======== PROVIDED DATA
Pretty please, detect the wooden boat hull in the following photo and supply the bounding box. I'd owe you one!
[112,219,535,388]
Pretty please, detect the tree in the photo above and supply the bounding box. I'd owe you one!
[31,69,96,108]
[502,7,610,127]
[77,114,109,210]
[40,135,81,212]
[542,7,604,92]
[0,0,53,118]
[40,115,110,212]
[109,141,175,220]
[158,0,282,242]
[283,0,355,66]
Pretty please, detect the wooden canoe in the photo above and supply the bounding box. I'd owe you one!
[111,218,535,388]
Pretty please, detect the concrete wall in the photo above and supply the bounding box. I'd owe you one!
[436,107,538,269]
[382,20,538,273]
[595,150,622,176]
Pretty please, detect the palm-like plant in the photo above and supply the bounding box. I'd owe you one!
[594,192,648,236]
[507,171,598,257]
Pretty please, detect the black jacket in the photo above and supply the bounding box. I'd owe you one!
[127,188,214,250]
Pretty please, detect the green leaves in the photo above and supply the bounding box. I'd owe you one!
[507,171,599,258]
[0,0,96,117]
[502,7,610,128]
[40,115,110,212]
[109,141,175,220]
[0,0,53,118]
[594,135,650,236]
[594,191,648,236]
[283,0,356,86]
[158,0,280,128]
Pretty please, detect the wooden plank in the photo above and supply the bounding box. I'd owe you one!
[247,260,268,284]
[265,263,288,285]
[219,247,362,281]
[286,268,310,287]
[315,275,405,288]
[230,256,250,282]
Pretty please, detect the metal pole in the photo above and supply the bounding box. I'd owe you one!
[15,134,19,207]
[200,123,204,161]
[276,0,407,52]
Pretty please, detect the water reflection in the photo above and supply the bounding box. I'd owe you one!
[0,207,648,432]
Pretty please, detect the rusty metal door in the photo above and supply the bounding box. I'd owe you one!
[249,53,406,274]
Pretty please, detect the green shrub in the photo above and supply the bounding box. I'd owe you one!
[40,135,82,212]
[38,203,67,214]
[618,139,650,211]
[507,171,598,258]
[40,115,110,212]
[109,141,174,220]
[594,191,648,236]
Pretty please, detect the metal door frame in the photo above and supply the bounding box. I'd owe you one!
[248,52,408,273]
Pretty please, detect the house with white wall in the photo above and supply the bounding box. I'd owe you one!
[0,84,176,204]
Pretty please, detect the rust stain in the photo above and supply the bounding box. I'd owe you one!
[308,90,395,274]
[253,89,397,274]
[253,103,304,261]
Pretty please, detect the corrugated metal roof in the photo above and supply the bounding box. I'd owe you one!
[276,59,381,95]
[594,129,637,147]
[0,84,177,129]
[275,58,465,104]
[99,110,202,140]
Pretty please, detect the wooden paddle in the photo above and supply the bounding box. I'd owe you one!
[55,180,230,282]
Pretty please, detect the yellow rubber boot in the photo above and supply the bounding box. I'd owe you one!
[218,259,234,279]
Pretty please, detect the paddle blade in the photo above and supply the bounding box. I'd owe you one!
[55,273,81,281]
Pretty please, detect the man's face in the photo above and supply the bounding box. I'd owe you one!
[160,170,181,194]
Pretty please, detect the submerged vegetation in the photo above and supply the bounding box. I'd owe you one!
================
DESCRIPTION OF THE TASK:
Restate word for word the lines above, beginning with the one that contains "Pretty please, detect the green shrub" and ending with the last line.

EXERCISE SOLUTION:
Pretty please, detect the green shrub in the photo above and supply the bounding box. I'd owe you one!
[40,135,82,212]
[38,203,67,214]
[618,139,650,211]
[507,171,598,258]
[40,115,110,212]
[109,141,174,220]
[594,191,648,236]
Pretty please, detect the metal door frame in the photo above and supply the bounding box. I'd owe you one!
[248,52,408,273]
Pretty please, detect the house with white wall in the photo above and supply the bounding box. I'd owe you one!
[0,84,176,204]
Pretty please, detect the rust stain in the photo above and supply the bounding box. I'd owe you one!
[308,90,395,274]
[253,89,397,274]
[253,103,304,261]
Pretty please, detect the corrugated metal roof in the photo above and supply the bounding box. I'd owe you one!
[276,59,381,95]
[594,129,637,147]
[0,84,177,129]
[275,58,465,104]
[99,110,202,140]
Pretty please, detect the wooden paddle in the photo above and supply the bounding box. I'd owe you one!
[55,180,230,282]
Pretty please, detect the yellow rubber boot in the photo above and supply the bounding box. I'd owe you one!
[218,259,234,279]
Pretty please, detect the paddle blade in the photo above and supply the bounding box. I'd owe you one!
[55,273,81,281]
Pretty please, detect the man's face in the photo above and supply the bounding box. I'd owe you one!
[160,170,181,194]
Pretty please, detect the submerged vegetation in the photo above and supply the bounding box. I'd owe you one!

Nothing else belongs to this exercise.